=== Given records ===
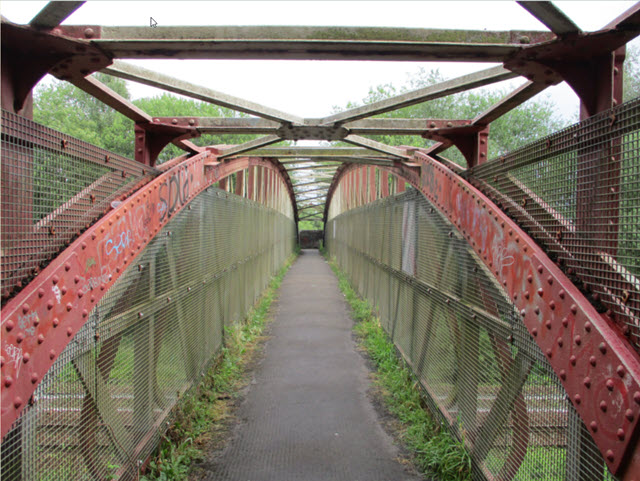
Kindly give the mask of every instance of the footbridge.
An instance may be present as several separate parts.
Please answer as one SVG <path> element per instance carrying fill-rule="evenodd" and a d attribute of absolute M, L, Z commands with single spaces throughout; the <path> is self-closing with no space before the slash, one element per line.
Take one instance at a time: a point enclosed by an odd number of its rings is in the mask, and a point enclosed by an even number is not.
<path fill-rule="evenodd" d="M 519 2 L 534 32 L 61 25 L 81 3 L 2 19 L 3 479 L 135 479 L 318 219 L 475 479 L 640 480 L 640 4 L 595 32 L 549 2 Z M 309 119 L 121 60 L 174 58 L 499 66 Z M 153 117 L 95 72 L 247 115 Z M 133 120 L 133 158 L 34 122 L 47 73 Z M 380 117 L 516 77 L 474 118 Z M 491 123 L 563 81 L 581 120 L 488 158 Z M 327 142 L 273 145 L 303 139 Z"/>

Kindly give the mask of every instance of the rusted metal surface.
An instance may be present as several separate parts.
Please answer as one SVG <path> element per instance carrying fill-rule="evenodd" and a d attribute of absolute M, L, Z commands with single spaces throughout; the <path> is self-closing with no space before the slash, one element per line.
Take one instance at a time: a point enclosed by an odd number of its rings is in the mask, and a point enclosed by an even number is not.
<path fill-rule="evenodd" d="M 548 359 L 609 468 L 624 473 L 635 454 L 640 415 L 640 358 L 542 249 L 484 194 L 450 169 L 416 152 L 419 167 L 381 167 L 420 190 L 469 242 L 503 286 Z M 342 178 L 361 168 L 340 169 Z M 357 189 L 357 187 L 355 187 Z M 356 201 L 349 207 L 362 205 Z M 588 379 L 588 382 L 585 380 Z"/>
<path fill-rule="evenodd" d="M 216 159 L 210 152 L 186 159 L 123 200 L 2 309 L 3 436 L 93 306 L 162 226 L 200 192 L 235 172 L 260 166 L 277 172 L 295 206 L 290 180 L 277 161 Z"/>

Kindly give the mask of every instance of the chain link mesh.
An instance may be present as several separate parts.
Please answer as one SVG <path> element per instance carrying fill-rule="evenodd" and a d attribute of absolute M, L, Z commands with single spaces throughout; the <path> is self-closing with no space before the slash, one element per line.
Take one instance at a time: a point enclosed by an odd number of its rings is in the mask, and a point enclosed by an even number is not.
<path fill-rule="evenodd" d="M 154 169 L 2 111 L 4 303 Z"/>
<path fill-rule="evenodd" d="M 131 479 L 224 328 L 295 245 L 293 220 L 209 188 L 90 313 L 2 442 L 2 479 Z"/>
<path fill-rule="evenodd" d="M 424 196 L 336 215 L 326 242 L 465 441 L 475 479 L 612 479 L 508 296 Z"/>
<path fill-rule="evenodd" d="M 640 351 L 640 99 L 468 172 Z"/>

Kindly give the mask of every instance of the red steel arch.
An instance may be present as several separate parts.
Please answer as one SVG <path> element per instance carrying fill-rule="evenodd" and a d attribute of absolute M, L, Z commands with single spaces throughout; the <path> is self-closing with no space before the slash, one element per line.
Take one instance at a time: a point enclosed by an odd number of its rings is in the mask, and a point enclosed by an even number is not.
<path fill-rule="evenodd" d="M 345 164 L 336 172 L 325 224 L 337 189 L 350 193 L 350 208 L 375 199 L 366 189 L 371 168 Z M 410 183 L 462 234 L 520 312 L 611 472 L 638 479 L 640 358 L 613 320 L 598 313 L 529 235 L 453 169 L 421 151 L 411 162 L 376 168 Z M 514 262 L 507 269 L 509 256 Z"/>
<path fill-rule="evenodd" d="M 263 178 L 263 198 L 272 198 L 284 184 L 297 221 L 291 180 L 279 161 L 258 157 L 218 161 L 216 149 L 209 148 L 171 162 L 165 172 L 84 232 L 6 304 L 1 324 L 2 437 L 88 320 L 91 309 L 162 227 L 203 190 L 251 167 L 274 172 L 275 177 Z M 23 316 L 34 319 L 33 333 L 20 328 Z"/>

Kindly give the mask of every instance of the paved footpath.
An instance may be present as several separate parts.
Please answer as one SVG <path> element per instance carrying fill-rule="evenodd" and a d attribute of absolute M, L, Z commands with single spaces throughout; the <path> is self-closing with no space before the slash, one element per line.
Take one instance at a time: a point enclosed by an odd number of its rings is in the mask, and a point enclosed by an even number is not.
<path fill-rule="evenodd" d="M 328 264 L 303 250 L 280 288 L 264 360 L 208 480 L 418 480 L 367 397 L 368 369 Z"/>

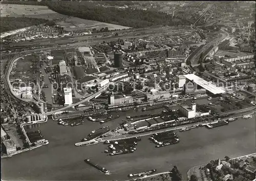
===
Objective: Lay out every line of the records above as a Markdown table with the columns Row and Line, numbering the rows and skipping blank lines. Leave the pictures out of the table.

Problem solution:
| Row | Line |
|---|---|
| 1 | Kindly give the mask of every instance of the footbridge. |
| 2 | An instance may be present as several separate parts. |
| 3 | Please answer as one SVG <path> element per instance carrying fill-rule="evenodd" and a d attribute of absolute M, L, Z commands with single spaces throughout; the <path> is self-closing with no space before the slash, one element per line. |
| 4 | Take one instance at a time: a point enclosed by an odd number of its rings is in the mask, and a point enclosed by an even number is not. |
| 5 | <path fill-rule="evenodd" d="M 519 2 L 534 32 L 61 25 L 81 3 L 2 19 L 3 479 L 135 479 L 318 219 L 475 479 L 640 480 L 640 4 L 595 32 L 549 2 Z M 309 119 L 121 60 L 174 58 L 499 66 Z M 153 117 L 95 72 L 247 115 Z M 133 120 L 133 158 L 34 122 L 47 73 Z M 380 117 L 516 77 L 474 118 Z M 491 123 L 563 81 L 581 120 L 488 158 Z M 327 142 L 273 145 L 303 139 Z"/> |
| 6 | Kindly give the mask of every instance of the rusted metal surface. |
| 7 | An instance may be present as several separate parts. |
| 8 | Please answer as one SVG <path> element per instance carrying fill-rule="evenodd" and a d attribute of absolute M, L, Z commands with single spaces throughout; the <path> is self-closing with no space before the slash, one element per line. |
| 9 | Take one instance at a time: a point enclosed by an odd number of its rings is in the mask, and a point enclosed by an even number is not. |
| 10 | <path fill-rule="evenodd" d="M 548 359 L 609 468 L 624 473 L 635 454 L 640 415 L 640 358 L 542 249 L 484 194 L 450 169 L 416 152 L 419 167 L 381 167 L 420 190 L 469 242 L 503 286 Z M 342 178 L 361 168 L 340 169 Z M 357 189 L 357 187 L 355 187 Z M 356 201 L 349 207 L 362 205 Z M 588 379 L 588 382 L 585 380 Z"/> |
| 11 | <path fill-rule="evenodd" d="M 216 159 L 210 152 L 186 159 L 123 200 L 2 309 L 3 436 L 93 306 L 162 226 L 200 192 L 235 172 L 260 166 L 277 172 L 295 206 L 290 180 L 277 161 Z"/> |
| 12 | Kindly give the mask of every instance of the chain link mesh. |
| 13 | An instance may be present as several separate parts. |
| 14 | Please answer as one SVG <path> element per instance carrying fill-rule="evenodd" and a d attribute of absolute M, L, Z commands with single spaces throughout; the <path> is self-closing with no space before the slash, one element per line. |
| 15 | Take one instance at a time: a point enclosed by an odd number of its rings is in the mask, and a point enclosed by an even number is not. |
| 16 | <path fill-rule="evenodd" d="M 154 169 L 2 111 L 4 303 Z"/> |
| 17 | <path fill-rule="evenodd" d="M 131 479 L 224 328 L 295 245 L 293 220 L 209 188 L 90 313 L 2 442 L 2 479 Z"/> |
| 18 | <path fill-rule="evenodd" d="M 424 196 L 336 215 L 326 242 L 465 441 L 475 479 L 612 479 L 508 296 Z"/> |
| 19 | <path fill-rule="evenodd" d="M 640 351 L 640 99 L 468 172 Z"/> |
| 20 | Kindly give the mask of every instance of the red steel arch. |
| 21 | An instance may be present as several separate parts. |
| 22 | Please answer as one SVG <path> element per instance carrying fill-rule="evenodd" and a d attribute of absolute M, L, Z commands with single spaces throughout; the <path> is self-closing with no space before the slash, one element per line. |
| 23 | Take one instance at a time: a point enclosed by an odd number of its rings is in the mask, and a point enclosed by an even number is not. |
| 24 | <path fill-rule="evenodd" d="M 345 164 L 336 172 L 325 224 L 337 189 L 350 193 L 350 208 L 375 199 L 366 189 L 371 168 Z M 410 183 L 462 234 L 520 312 L 611 472 L 638 479 L 640 358 L 613 320 L 598 313 L 529 235 L 453 169 L 421 151 L 411 162 L 376 168 Z M 514 262 L 507 269 L 509 256 Z"/> |
| 25 | <path fill-rule="evenodd" d="M 263 178 L 263 198 L 272 198 L 284 184 L 297 221 L 291 180 L 279 161 L 258 157 L 218 161 L 216 149 L 209 148 L 171 162 L 165 172 L 84 232 L 6 304 L 1 324 L 2 437 L 88 320 L 91 309 L 162 227 L 203 190 L 251 167 L 274 172 L 275 177 Z M 23 316 L 34 319 L 33 333 L 20 328 Z"/> |
| 26 | Kindly give the mask of every instance of the paved footpath. |
| 27 | An instance may be present as several separate parts. |
| 28 | Please answer as one SVG <path> element per instance carrying fill-rule="evenodd" and a d attribute of absolute M, L, Z commands with single spaces throughout; the <path> is self-closing with no space before the slash, one element per line. |
| 29 | Take one instance at a time: a point enclosed by an odd number of its rings is in the mask, and a point enclosed by an even number is not. |
| 30 | <path fill-rule="evenodd" d="M 328 264 L 303 250 L 280 288 L 264 360 L 208 480 L 418 480 L 367 397 L 368 369 Z"/> |